*TEXT SECTION*:
+ + + + +
Personally, I find this latter advantage more compelling. The performance differences are in many respects minor (and not clearly one way), especially compared to the overhead of using Python over C/C++. I find it *much* easier to write and test non-threaded code (and for that matter, I find it much easier to write and test Python). No point worrying about performance unless I can be confident in the correctness :)
if that's true i can only see a disadvantage in using a single-threaded server -- having to use deferreds and stuff to make things asynchronous
That is a disadvantage. Creating lots of objects and calling lots of functions can be a performance issue in Python. Deferreds are *much* nicer than the obvious alternative (passing callback functions to functions that produce asynchronous results), though.
Fundamentally, concurrent programming is more complex than non-concurrent. The question is which tradeoffs suit your problem best.
i also don't understand how you're supposed to use deferreds the twisted doc says deferreds won't *make* your code asynchronous. so let's say you have to do an sql query that takes 10 seconds, deferreds would be useless for making that not block unless you have a way of making that sql query non-blocking already? how is that done? do you run a separate thread of your own for each sql query? one thread for all sql queries?
You've got it. If you have a blocking API, there's nothing you can do to make it non-blocking apart from running it in a thread (if it's kind enough to release the GIL) or running it in a subprocess (if you don't mind the overhead of spawning another process and the complexity of marshalling messages to it rather than simply sharing an address space).
Note that a common compromise between “a separate thread of your own for each sql query” and “one thread for all sql queries” is a thread pool with a limited number of threads. This is what twisted.enterprise.adbapi basically does to run SQL using the standard Python DB-API.
also I wonder in an typical twisted app, just how slow should an operation be before you use a deferred? what if a user enters a username and password and i have to look that up in the database. do i use a deferred? just how bad should the query be before using a deferred?
The precise answer is: it depends.
The short answer is: if it does I/O or is obviously slower than instant, then it's blocking and should be avoided (in your main thread).
To be precise: it depends on your requirements: basically, what performance do you need? If a lookup in the database is only, say, 30ms, and you don't lots of concurrent requests, and they only need to do that one lookup, and you only need an average latency for replying to requests of 100ms, then you'd be pretty comfortable with just blocking for that lookup.
Typically, anything that doesn't return immediately, for some value of “immediately”, is good to treat as blocking, and thus something to avoid in your main thread. Small writes to disk are often fast enough to count as “immediate”. Small reads that are probably cached in RAM by your OS might be too. Querying a database usually isn't. It depends on your exact situation, though. It sounds like you already have a good idea of the sorts of things to watch out for, though.
Basically, there's no magic substitute for measuring actual performance, and asking yourself “is it good enough?”
(reading the twisted docs is like reading a brick wall for me, it would be nice if someone could just explain things to me in simple terms.)
It sounds to me like you've actually understood things quite well. :)
-Andrew.
+ + + + +
[Point annotations for photos]
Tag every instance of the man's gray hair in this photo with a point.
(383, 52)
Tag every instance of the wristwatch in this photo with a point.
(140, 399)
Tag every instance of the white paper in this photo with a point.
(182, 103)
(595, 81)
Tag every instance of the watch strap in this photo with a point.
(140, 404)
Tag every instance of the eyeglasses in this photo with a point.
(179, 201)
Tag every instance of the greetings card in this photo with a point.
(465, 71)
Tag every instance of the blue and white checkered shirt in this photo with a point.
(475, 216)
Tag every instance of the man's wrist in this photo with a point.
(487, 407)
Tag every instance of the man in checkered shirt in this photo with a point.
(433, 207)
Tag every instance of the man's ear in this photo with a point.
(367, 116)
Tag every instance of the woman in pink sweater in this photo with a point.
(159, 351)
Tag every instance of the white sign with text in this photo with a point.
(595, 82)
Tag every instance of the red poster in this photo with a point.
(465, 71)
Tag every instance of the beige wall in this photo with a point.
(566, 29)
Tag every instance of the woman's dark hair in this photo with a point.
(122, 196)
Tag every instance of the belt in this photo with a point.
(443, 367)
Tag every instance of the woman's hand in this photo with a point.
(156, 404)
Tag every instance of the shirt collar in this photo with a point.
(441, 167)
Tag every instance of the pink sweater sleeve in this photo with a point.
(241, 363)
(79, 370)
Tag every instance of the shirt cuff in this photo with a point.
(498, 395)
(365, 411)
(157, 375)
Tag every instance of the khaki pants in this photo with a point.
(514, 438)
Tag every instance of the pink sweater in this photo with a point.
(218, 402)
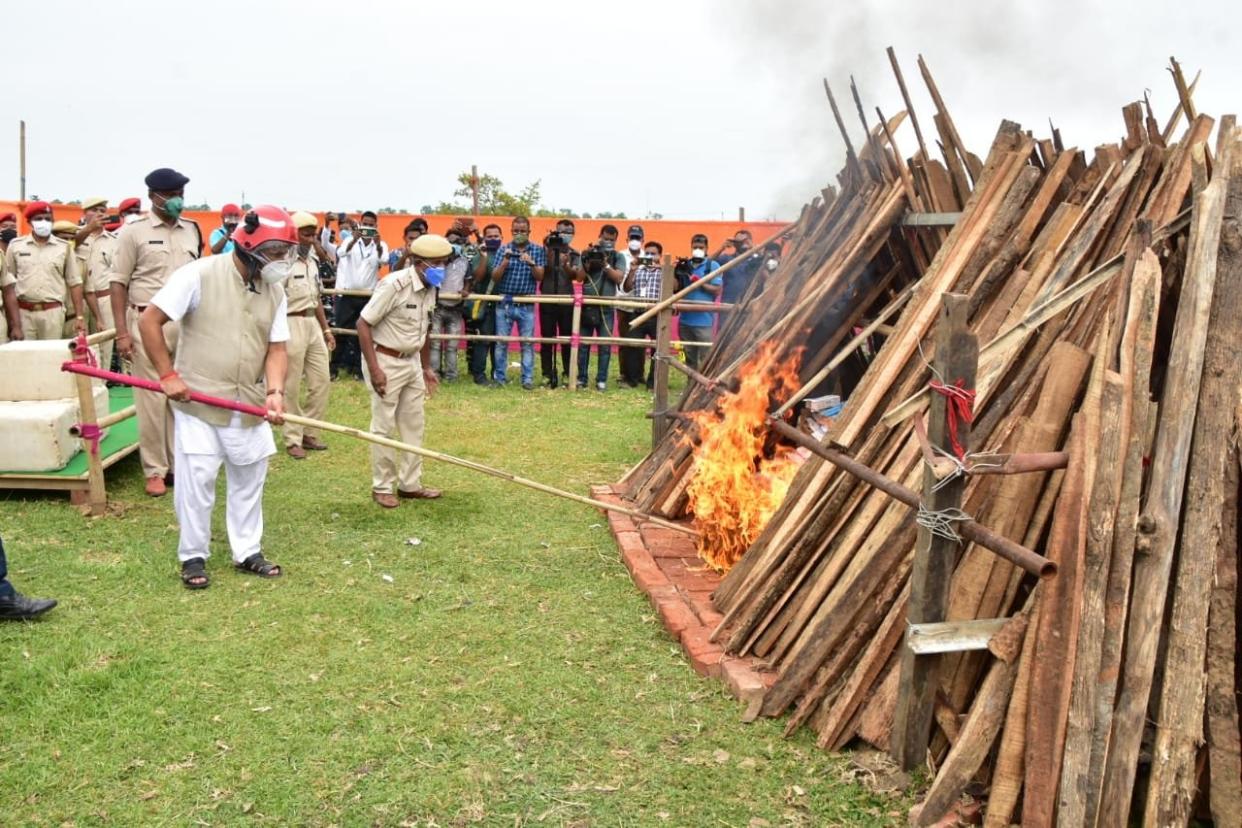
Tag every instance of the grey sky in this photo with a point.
(681, 107)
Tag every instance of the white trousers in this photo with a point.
(200, 450)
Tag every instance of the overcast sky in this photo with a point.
(681, 107)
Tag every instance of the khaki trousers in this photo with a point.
(44, 324)
(103, 323)
(154, 412)
(398, 415)
(308, 358)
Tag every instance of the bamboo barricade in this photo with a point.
(1103, 437)
(85, 371)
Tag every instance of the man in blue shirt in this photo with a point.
(221, 237)
(696, 325)
(518, 271)
(738, 277)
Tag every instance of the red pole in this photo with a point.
(152, 385)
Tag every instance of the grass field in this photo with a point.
(502, 670)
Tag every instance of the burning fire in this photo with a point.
(738, 482)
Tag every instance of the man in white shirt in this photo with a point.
(359, 256)
(234, 329)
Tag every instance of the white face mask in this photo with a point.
(276, 272)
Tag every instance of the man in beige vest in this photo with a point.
(95, 246)
(234, 330)
(39, 272)
(309, 340)
(396, 363)
(148, 250)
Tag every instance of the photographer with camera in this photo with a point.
(558, 319)
(518, 271)
(481, 315)
(400, 258)
(642, 282)
(447, 317)
(696, 325)
(358, 267)
(601, 272)
(221, 237)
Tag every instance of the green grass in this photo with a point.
(508, 674)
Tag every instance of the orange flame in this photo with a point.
(735, 488)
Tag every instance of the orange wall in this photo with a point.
(673, 235)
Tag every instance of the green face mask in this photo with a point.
(174, 206)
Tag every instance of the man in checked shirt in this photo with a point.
(642, 282)
(519, 268)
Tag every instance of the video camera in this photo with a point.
+ + + + +
*SET TASKS*:
1: In the Twisted thread, what does twisted.enterprise.adbapi use to run SQL through the standard Python DB-API?
2: Reproduce the Twisted thread word for word between "Note that a" and "your main thread).", inclusive.
3: Using the Twisted thread, mark each statement yes or no and quote the words that decide it: (a) Small writes to disk are often fast enough to count as immediate. (b) Querying a database usually counts as immediate. (c) Concurrent programming is fundamentally more complex than non-concurrent programming.
The rows are separate material with no connection to the Twisted thread.

*SOLUTIONS TO THE TASKS*:
1: A thread pool with a limited number of threads.

2:
Note that a common compromise between “a separate thread of your own for each sql query” and “one thread for all sql queries” is a thread pool with a limited number of threads. This is what twisted.enterprise.adbapi basically does to run SQL using the standard Python DB-API.
also I wonder in an typical twisted app, just how slow should an operation be before you use a deferred? what if a user enters a username and password and i have to look that up in the database. do i use a deferred? just how bad should the query be before using a deferred?
The precise answer is: it depends.
The short answer is: if it does I/O or is obviously slower than instant, then it's blocking and should be avoided (in your main thread).

3:
(a) Yes: "Small writes to disk are often fast enough to count as “immediate”."
(b) No: "Querying a database usually isn't."
(c) Yes: "Fundamentally, concurrent programming is more complex than non-concurrent."